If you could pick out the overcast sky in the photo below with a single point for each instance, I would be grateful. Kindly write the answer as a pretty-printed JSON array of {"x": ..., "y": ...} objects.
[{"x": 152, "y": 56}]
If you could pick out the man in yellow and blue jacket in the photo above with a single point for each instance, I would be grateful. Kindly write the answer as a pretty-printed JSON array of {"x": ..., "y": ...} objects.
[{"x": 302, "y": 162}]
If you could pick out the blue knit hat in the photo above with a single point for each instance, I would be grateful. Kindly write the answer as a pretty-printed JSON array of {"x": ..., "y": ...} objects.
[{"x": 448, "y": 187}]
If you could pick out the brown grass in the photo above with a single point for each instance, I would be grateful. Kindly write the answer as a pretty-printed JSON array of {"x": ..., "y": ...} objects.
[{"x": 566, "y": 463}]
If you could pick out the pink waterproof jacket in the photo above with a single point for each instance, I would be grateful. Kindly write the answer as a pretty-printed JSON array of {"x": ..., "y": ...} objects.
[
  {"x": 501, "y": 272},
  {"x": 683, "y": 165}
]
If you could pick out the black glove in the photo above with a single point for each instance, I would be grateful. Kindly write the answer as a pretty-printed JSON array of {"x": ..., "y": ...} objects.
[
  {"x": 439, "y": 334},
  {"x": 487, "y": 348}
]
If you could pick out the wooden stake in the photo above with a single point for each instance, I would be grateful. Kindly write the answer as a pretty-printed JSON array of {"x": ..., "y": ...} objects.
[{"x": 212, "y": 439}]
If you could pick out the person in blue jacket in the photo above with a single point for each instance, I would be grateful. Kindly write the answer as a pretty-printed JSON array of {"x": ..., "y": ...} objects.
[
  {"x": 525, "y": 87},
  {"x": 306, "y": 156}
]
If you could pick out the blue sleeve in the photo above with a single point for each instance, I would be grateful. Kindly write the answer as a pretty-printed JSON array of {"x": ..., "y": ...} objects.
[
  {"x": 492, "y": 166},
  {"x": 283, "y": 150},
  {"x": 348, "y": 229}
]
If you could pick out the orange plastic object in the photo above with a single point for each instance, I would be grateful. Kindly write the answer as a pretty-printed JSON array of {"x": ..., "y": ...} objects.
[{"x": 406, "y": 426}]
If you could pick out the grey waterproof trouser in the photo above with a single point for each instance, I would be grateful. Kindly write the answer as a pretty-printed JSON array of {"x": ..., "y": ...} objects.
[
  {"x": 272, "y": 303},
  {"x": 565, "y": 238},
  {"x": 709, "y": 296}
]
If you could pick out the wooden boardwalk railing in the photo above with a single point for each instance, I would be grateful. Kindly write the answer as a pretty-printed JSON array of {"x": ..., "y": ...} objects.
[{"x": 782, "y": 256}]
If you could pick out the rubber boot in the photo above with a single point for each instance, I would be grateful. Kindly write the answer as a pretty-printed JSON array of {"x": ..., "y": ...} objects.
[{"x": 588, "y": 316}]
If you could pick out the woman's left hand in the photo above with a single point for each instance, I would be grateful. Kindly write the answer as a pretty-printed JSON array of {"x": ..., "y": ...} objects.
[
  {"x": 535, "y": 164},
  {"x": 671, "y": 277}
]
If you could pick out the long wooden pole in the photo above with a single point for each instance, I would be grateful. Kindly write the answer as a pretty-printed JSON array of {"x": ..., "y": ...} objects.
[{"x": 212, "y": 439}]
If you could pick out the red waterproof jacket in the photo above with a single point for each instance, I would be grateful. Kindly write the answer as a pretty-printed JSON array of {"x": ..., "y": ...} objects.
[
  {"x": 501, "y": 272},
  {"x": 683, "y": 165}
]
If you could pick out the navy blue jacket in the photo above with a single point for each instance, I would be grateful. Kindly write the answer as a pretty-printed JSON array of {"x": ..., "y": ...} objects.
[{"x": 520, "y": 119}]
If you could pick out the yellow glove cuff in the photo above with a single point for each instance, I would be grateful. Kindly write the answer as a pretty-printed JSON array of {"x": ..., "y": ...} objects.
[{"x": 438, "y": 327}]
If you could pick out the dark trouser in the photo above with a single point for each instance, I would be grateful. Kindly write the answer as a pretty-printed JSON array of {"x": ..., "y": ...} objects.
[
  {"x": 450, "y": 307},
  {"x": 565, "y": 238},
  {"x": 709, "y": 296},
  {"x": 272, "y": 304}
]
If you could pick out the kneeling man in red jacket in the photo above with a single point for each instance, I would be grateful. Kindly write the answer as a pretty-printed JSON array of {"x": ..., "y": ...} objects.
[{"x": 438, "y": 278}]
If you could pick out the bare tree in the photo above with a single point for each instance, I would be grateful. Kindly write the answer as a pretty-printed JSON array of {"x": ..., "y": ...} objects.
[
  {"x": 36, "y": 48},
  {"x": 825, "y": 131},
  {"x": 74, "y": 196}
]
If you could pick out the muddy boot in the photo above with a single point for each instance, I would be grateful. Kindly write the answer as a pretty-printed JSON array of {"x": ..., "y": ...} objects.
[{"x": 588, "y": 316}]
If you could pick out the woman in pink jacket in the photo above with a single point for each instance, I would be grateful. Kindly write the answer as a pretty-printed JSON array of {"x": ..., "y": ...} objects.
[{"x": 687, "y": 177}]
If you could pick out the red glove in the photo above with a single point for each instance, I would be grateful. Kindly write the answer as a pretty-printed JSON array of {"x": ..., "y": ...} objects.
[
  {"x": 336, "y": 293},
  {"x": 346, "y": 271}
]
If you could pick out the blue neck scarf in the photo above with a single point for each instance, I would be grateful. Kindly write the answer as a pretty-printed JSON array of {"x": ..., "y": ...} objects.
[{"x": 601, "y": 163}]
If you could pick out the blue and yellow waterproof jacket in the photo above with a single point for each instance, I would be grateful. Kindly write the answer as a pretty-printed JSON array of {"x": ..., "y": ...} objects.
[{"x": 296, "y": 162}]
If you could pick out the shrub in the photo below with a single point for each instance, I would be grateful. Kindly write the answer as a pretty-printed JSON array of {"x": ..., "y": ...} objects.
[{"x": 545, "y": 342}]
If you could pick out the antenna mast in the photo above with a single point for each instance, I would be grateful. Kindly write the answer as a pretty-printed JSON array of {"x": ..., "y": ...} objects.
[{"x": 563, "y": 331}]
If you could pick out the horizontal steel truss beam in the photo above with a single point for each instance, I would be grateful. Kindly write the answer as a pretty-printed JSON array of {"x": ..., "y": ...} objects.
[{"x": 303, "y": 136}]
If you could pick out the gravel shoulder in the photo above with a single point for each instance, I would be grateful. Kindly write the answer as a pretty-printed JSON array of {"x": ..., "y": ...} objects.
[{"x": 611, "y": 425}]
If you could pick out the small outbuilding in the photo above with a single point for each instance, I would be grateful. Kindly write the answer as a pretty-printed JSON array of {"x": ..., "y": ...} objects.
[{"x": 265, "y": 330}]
========
*Exercise objective*
Generate an exact reproduction of all entries.

*Result of this task*
If you could pick out the overcast sky in the photo below with a single point for each instance, I would be grateful. Kindly write the answer as a pretty-printed JSON array of {"x": ..., "y": ...} objects.
[{"x": 152, "y": 56}]
If you could pick out the man in yellow and blue jacket in the photo above with a single point for each instance, I would be grateful. Kindly write the answer as a pretty-printed JSON array of {"x": ..., "y": ...} objects.
[{"x": 302, "y": 162}]
If you could pick out the blue knit hat in the photo above with a single point for each instance, I would be grateful. Kindly write the answer as a pretty-printed JSON array of {"x": ..., "y": ...} objects.
[{"x": 448, "y": 187}]
If you could pick out the brown grass in the photo above with a single point for each instance, I would be grateful. Kindly write the answer as a pretty-printed JSON array of {"x": ..., "y": ...} objects.
[{"x": 566, "y": 463}]
If you could pick out the pink waterproof jacket in the photo above with a single point for each instance, I would be grateful. Kindly write the answer as a pretty-printed JSON array of {"x": ..., "y": ...} objects.
[
  {"x": 501, "y": 272},
  {"x": 683, "y": 165}
]
If you could pick out the black glove in the photo above with a single point for each instance, I would be grateful. Kindly write the answer as a pretty-printed JSON array of {"x": ..., "y": ...} objects.
[
  {"x": 439, "y": 334},
  {"x": 487, "y": 348}
]
If you could pick out the wooden stake in the photo above with a single point for each instance, I would be grateful. Kindly write the answer as a pretty-printed JSON array of {"x": ..., "y": ...} objects.
[{"x": 212, "y": 439}]
If you could pick out the person in blue jacket in the photo above with a single point for each instance, I would be grateful. Kindly write the answer as a pretty-printed JSON array of {"x": ..., "y": ...} objects.
[
  {"x": 525, "y": 87},
  {"x": 306, "y": 156}
]
If you could pick out the blue sleeve in the photo above with a single point for each instance, I would be grateful. Kindly write the answer as a pretty-printed JSON array of {"x": ..., "y": ...} objects.
[
  {"x": 492, "y": 166},
  {"x": 283, "y": 150},
  {"x": 348, "y": 229}
]
If you could pick out the orange plastic object in the photo above with a single point for each instance, I would be grateful. Kindly write the answer as a pretty-printed JSON array of {"x": ..., "y": ...} objects.
[{"x": 406, "y": 426}]
If you could pick out the grey waterproof trouser in the photo above with a single point for each instance, I would be grateful. Kindly write the answer as a pretty-printed JSON array of {"x": ..., "y": ...} objects.
[
  {"x": 272, "y": 303},
  {"x": 565, "y": 238},
  {"x": 709, "y": 296}
]
If you could pick out the wooden boardwalk railing in the photo above with a single point for each instance, I would be grateful. Kindly write the answer as a pretty-printed JSON array of {"x": ..., "y": ...} objects.
[{"x": 782, "y": 256}]
If you could pick out the rubber boot in the photo above with a single point for each instance, I would be grateful. Kindly write the answer as a pretty-printed JSON array of {"x": ..., "y": ...} objects.
[{"x": 588, "y": 316}]
If you could pick out the woman's left hand in the photo above with a single point for each instance, I would be grateful. Kindly write the answer as a pretty-printed JSON array of {"x": ..., "y": ...} objects.
[
  {"x": 535, "y": 164},
  {"x": 671, "y": 277}
]
If you could pick out the long wooden pole in the photo above with a single point for each instance, I would be grateful. Kindly write the answer as a pretty-printed JSON array of {"x": ..., "y": ...} objects.
[{"x": 212, "y": 439}]
If you could pick out the red waterproof jacket in the photo above with a single point for each instance, I would be grateful. Kindly write the answer as a pretty-printed JSON array of {"x": ..., "y": ...} objects.
[
  {"x": 501, "y": 272},
  {"x": 683, "y": 165}
]
If you could pick out the navy blue jacket in the photo above with a single point for each instance, I would be grateful. Kindly write the answer as a pretty-printed JSON array of {"x": ..., "y": ...} objects.
[{"x": 520, "y": 119}]
If you could pick out the yellow glove cuff in the photo above with a single point for each instance, I would be grateful. Kindly write the answer as a pretty-printed JSON array of {"x": ..., "y": ...} objects.
[{"x": 438, "y": 327}]
If you could pick out the dark trouser in the photo above with a single point for each instance, I would be grateful. Kindly write the answer as a pretty-printed JSON array of {"x": ..., "y": ...} objects.
[
  {"x": 450, "y": 307},
  {"x": 565, "y": 238},
  {"x": 709, "y": 296},
  {"x": 272, "y": 304}
]
If you could pick out the kneeling man in red jacket in the photo above with a single point for each instance, I would be grateful. Kindly write the answer as a pretty-printed JSON array of {"x": ..., "y": ...} objects.
[{"x": 438, "y": 278}]
If you could pick out the bare tree in the photo above with a single point for each instance, I would be grateful. Kindly write the answer as a pretty-printed JSON array of {"x": ..., "y": ...} objects.
[
  {"x": 36, "y": 48},
  {"x": 825, "y": 131},
  {"x": 74, "y": 196}
]
If you could pick out the muddy boot in the photo above with a single point for each instance, I would be grateful. Kindly write the answer as a pretty-printed JSON array of {"x": ..., "y": ...} objects.
[{"x": 588, "y": 316}]
If you could pick out the woman in pink jacket in the photo above with a single point for each instance, I would be grateful. Kindly write the answer as a pretty-printed JSON array of {"x": ..., "y": ...} objects.
[{"x": 687, "y": 177}]
If you could pick out the red glove in the photo above with a single point for each instance, I would be grateful. Kindly write the answer as a pretty-printed JSON array of {"x": ..., "y": ...} objects.
[
  {"x": 336, "y": 293},
  {"x": 346, "y": 271}
]
If you could pick out the blue neck scarf in the photo above with a single point for each instance, I would be grateful. Kindly write the answer as a pretty-printed JSON array of {"x": ..., "y": ...} objects.
[{"x": 601, "y": 163}]
If you could pick out the blue and yellow waterproof jacket in the photo above with a single point for each instance, I would be grateful. Kindly write the answer as a pretty-printed JSON array of {"x": ..., "y": ...} objects.
[{"x": 296, "y": 162}]
If you could pick out the shrub in the photo below with a single point for each instance, I would be grateful. Kindly write the answer as a pretty-printed JSON array of {"x": ..., "y": ...} objects.
[{"x": 545, "y": 342}]
If you could pick out the antenna mast in the photo above with a single point for each instance, I would be grateful. Kindly write the answer as a pretty-printed JSON array of {"x": ..., "y": ...} objects.
[{"x": 563, "y": 331}]
If you could pick out the horizontal steel truss beam in the photo above with a single point for each instance, I would be grateful. Kindly write the answer as a pretty-printed JSON array of {"x": ..., "y": ...} objects.
[{"x": 303, "y": 136}]
If you could pick out the gravel shoulder in the photo above with a single point for each instance, I would be grateful. Kindly write the answer as a pretty-printed JSON array of {"x": ..., "y": ...} objects.
[{"x": 611, "y": 425}]
If you could pick out the small outbuilding in the photo above with a single point for each instance, I would be grateful. Kindly write the answer as a pretty-printed JSON array of {"x": ..., "y": ...} objects.
[{"x": 265, "y": 330}]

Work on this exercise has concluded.